- **Quoted passage**:
══════════════════════════════

Hurray for BBC! The Beeb has lovingly created a downloadable version of Newsnight reports, interviews and discussions that can be watched for free. Reports are indexed by the following topics; domestic, world, business and economics, culture and entertainment, politics, and science and technology. The list of interviews is pretty mouth-watering, at least for someone like me who doesn’t own a television. And the discussions cover recent issues such as the anniversary of the Act of Union with Scotland, to a panel talking about the interview of Diana, Princess of Wales’ by Martin Bashir back in 1996. (Watching clips of that interview now, it’s hard to feel the sympathy I once did towards the manipulative gurnings of the Queen of Hearts.) It’s all Paxman, all the time. Heaven.

While I’m at it, there are endless downloadable goodies from BBC, including of course The Today Programme, which is celebrating John Humphreys’ 20 years by presenting a set of clips. This year’s Reith Lecturer is Jeffrey Sachs.

══════════════════════════════

- **Given entries**:
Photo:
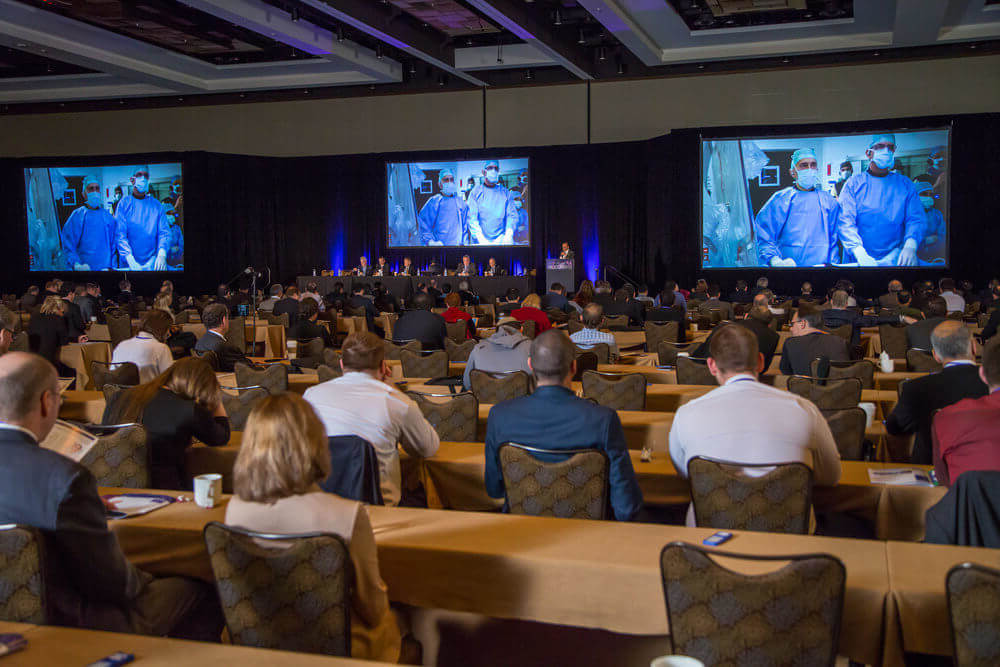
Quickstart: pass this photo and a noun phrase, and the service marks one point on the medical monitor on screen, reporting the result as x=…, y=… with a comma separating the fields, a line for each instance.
x=859, y=200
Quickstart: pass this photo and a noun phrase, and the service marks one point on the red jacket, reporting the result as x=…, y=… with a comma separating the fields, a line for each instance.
x=967, y=437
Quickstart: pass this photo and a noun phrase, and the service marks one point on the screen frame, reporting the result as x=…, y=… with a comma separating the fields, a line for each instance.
x=757, y=133
x=452, y=158
x=91, y=162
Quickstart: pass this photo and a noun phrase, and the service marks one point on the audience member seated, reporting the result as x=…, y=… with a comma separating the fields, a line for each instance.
x=363, y=403
x=282, y=460
x=506, y=350
x=307, y=328
x=553, y=417
x=215, y=317
x=88, y=581
x=176, y=407
x=918, y=335
x=921, y=397
x=808, y=341
x=531, y=309
x=590, y=334
x=746, y=421
x=147, y=349
x=967, y=434
x=419, y=323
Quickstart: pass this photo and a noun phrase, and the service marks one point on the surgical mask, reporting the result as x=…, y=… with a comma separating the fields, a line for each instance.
x=807, y=179
x=883, y=158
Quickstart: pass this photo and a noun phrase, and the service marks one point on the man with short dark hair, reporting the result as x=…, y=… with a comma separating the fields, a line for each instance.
x=554, y=418
x=967, y=434
x=363, y=403
x=921, y=397
x=746, y=421
x=88, y=581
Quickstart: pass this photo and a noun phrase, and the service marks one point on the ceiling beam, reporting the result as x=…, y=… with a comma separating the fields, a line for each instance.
x=514, y=16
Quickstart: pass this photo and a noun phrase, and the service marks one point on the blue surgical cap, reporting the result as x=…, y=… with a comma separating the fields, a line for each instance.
x=878, y=138
x=803, y=153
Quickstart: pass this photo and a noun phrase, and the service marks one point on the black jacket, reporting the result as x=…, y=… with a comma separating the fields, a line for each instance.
x=921, y=397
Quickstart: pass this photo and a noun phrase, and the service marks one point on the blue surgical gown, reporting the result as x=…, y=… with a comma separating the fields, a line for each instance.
x=879, y=213
x=444, y=219
x=141, y=228
x=88, y=237
x=492, y=214
x=799, y=225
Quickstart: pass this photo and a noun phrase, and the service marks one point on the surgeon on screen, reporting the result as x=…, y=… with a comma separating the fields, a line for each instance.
x=881, y=219
x=798, y=225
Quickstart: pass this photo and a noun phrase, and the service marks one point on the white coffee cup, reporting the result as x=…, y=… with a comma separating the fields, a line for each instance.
x=676, y=661
x=207, y=489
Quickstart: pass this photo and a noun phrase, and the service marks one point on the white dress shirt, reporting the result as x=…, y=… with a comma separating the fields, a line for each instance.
x=358, y=404
x=746, y=421
x=150, y=355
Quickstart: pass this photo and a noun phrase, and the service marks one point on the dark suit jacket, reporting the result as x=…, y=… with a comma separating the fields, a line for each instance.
x=554, y=418
x=921, y=397
x=918, y=334
x=798, y=352
x=90, y=583
x=227, y=353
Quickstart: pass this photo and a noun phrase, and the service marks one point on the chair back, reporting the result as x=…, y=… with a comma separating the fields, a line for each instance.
x=491, y=388
x=839, y=394
x=22, y=578
x=601, y=350
x=455, y=417
x=691, y=370
x=123, y=373
x=659, y=332
x=572, y=485
x=284, y=592
x=618, y=391
x=424, y=365
x=458, y=352
x=974, y=611
x=788, y=617
x=239, y=405
x=354, y=470
x=393, y=349
x=273, y=378
x=921, y=361
x=120, y=457
x=893, y=340
x=726, y=497
x=848, y=427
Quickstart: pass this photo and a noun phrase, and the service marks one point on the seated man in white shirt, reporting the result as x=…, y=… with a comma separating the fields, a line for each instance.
x=147, y=349
x=590, y=335
x=363, y=403
x=745, y=421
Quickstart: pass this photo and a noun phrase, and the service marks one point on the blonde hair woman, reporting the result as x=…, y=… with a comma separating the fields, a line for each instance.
x=282, y=459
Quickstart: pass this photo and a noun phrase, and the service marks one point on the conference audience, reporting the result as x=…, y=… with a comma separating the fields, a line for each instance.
x=746, y=421
x=921, y=397
x=809, y=341
x=967, y=434
x=554, y=418
x=282, y=459
x=363, y=403
x=591, y=335
x=419, y=323
x=88, y=581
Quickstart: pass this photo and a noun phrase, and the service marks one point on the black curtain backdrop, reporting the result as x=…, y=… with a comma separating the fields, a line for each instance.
x=634, y=206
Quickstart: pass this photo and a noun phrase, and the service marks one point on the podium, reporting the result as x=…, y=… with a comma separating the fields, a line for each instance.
x=559, y=271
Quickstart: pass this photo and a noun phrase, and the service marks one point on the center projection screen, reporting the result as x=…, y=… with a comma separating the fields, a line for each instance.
x=453, y=203
x=858, y=200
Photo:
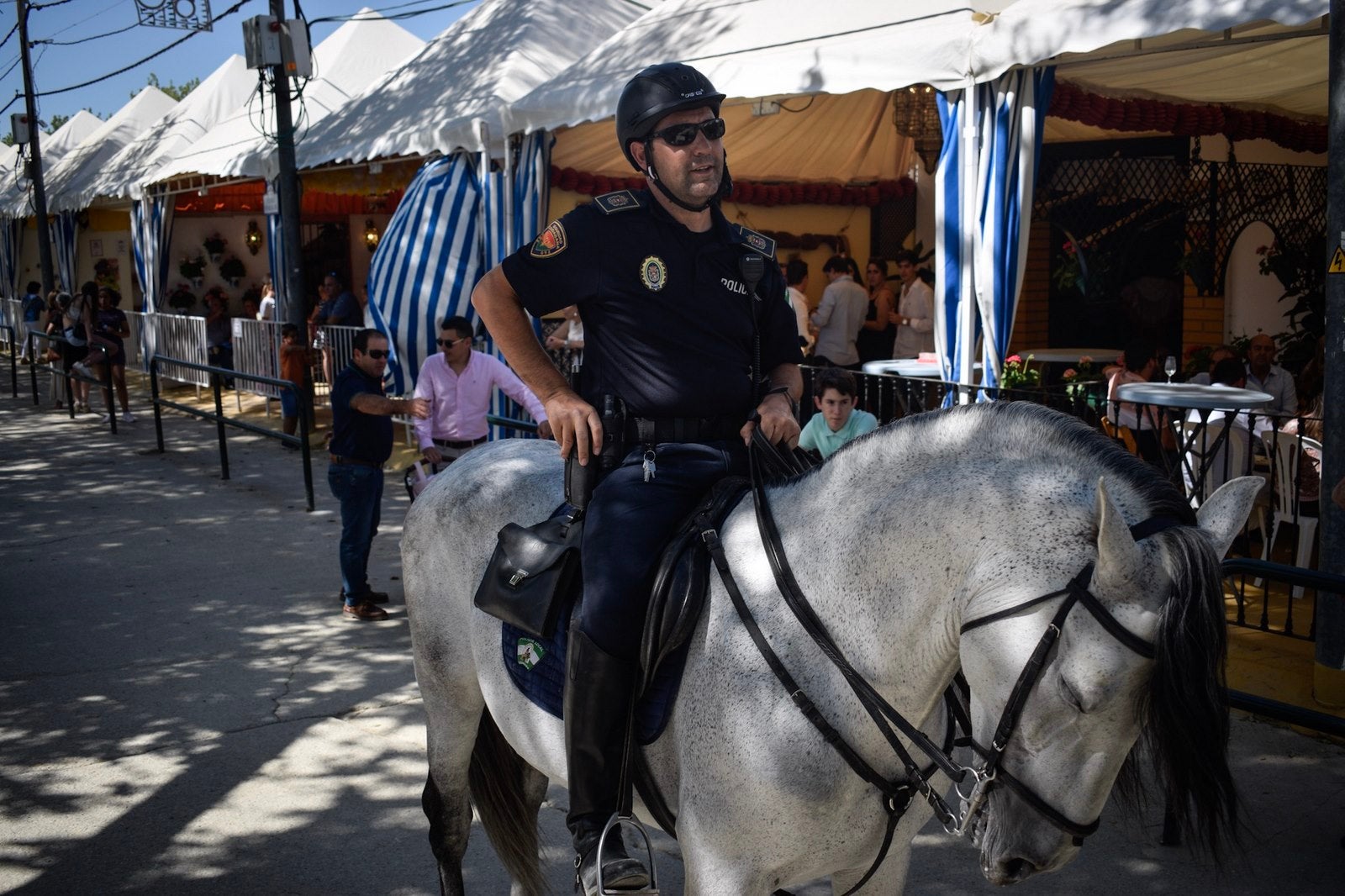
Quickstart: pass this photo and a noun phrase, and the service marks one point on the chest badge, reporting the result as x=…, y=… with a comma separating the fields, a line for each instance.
x=654, y=273
x=551, y=241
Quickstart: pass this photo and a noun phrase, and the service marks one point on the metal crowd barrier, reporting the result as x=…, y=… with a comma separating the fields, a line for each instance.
x=175, y=336
x=215, y=380
x=338, y=349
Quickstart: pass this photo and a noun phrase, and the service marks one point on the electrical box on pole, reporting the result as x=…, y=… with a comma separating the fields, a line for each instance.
x=293, y=49
x=19, y=128
x=262, y=42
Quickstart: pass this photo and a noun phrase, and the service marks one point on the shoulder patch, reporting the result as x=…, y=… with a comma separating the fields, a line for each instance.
x=753, y=240
x=618, y=201
x=551, y=241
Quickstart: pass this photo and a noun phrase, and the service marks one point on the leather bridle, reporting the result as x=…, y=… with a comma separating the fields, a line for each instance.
x=898, y=794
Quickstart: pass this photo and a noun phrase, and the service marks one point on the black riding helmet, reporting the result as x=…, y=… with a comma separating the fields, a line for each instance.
x=654, y=93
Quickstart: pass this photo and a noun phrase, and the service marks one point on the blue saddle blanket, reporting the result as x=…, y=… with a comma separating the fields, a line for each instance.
x=537, y=667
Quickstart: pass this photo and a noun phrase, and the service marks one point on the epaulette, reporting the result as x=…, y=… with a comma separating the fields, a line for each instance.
x=618, y=201
x=753, y=240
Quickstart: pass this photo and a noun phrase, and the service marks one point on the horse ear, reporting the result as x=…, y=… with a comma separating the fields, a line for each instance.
x=1224, y=513
x=1118, y=555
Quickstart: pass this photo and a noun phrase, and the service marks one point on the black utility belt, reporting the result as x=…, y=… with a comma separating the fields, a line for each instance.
x=649, y=430
x=459, y=443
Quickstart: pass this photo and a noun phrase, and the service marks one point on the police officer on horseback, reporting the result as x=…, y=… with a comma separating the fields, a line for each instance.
x=665, y=405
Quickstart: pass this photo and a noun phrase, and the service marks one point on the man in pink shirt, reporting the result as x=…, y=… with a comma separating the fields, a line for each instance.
x=457, y=383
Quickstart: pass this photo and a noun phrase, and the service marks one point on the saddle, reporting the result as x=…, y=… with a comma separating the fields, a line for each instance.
x=535, y=653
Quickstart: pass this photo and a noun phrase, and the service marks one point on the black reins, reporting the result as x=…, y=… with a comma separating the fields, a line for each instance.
x=899, y=793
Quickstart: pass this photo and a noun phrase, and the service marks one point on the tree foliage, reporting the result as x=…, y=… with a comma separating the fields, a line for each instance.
x=171, y=89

══════════════════════════════

- **Exercise instructions**:
A) Rewrite the post about BBC downloads between "Hurray for BBC!" and "the time. Heaven.", inclusive, putting "debates" in place of "discussions".
B) Write the next few sentences of the post about BBC downloads, starting after its last line.

- **Expected responses**:
A)
Hurray for BBC! The Beeb has lovingly created a downloadable version of Newsnight reports, interviews and debates that can be watched for free. Reports are indexed by the following topics; domestic, world, business and economics, culture and entertainment, politics, and science and technology. The list of interviews is pretty mouth-watering, at least for someone like me who doesn’t own a television. And the debates cover recent issues such as the anniversary of the Act of Union with Scotland, to a panel talking about the interview of Diana, Princess of Wales’ by Martin Bashir back in 1996. (Watching clips of that interview now, it’s hard to feel the sympathy I once did towards the manipulative gurnings of the Queen of Hearts.) It’s all Paxman, all the time. Heaven.

B)
Although it’s a far from perfect institution, the BBC seems to take its public service obligations seriously. It’s really embraced downloading of its non externally copyrighted material. I would love to see the material fully searchable, rather than simply indexed. And it’s about time the BBC started putting its back catalogue of documentaries and dramas online. Surely, back in the days before expensive co-productions with HBO, the rights issues should have been trivial? If the BBC wants to win the argument for an increase in the licence fee next time around, opening up its archives would strengthen the case.

(Oh, and to any wing nuts who wish to comment along the lines of ‘hnnh, bbc, root of all evil’; go away and read a book.)